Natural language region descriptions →
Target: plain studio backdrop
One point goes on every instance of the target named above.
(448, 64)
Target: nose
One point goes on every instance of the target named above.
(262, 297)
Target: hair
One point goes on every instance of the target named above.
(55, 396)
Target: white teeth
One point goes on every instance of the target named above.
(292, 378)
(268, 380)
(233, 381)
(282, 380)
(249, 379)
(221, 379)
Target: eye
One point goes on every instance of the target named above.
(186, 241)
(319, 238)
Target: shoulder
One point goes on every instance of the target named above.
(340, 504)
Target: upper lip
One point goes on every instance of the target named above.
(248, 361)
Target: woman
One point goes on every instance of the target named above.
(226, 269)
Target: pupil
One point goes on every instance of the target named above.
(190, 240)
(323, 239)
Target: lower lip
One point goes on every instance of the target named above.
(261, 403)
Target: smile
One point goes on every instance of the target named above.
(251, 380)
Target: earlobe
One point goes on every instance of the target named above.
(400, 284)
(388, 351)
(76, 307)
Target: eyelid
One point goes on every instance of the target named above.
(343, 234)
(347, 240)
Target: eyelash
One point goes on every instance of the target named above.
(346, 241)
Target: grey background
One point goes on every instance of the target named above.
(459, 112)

What you have to do →
Reproduce exactly, please, only the lines from the start of the data above to the line that contains "Target: pupil", with both ends kept.

Answer section →
Target: plain studio backdrop
One point goes on every instance of the target named above.
(448, 64)
Target: nose
One point goes on every instance of the target named above.
(262, 297)
Target: hair
One point goes on every instance of the target named above.
(55, 396)
Target: white teeth
One point goes on every instance of the target named above.
(292, 378)
(268, 380)
(233, 381)
(282, 380)
(249, 379)
(221, 379)
Target: eye
One point goes on every instance of the target named above.
(186, 241)
(319, 238)
Target: shoulder
One point goes on every instance of the target named above.
(340, 504)
Target: upper lip
One point goes on every instance of the target named above.
(248, 361)
Target: woman
One point goes on every instance of the target named above.
(226, 269)
Target: pupil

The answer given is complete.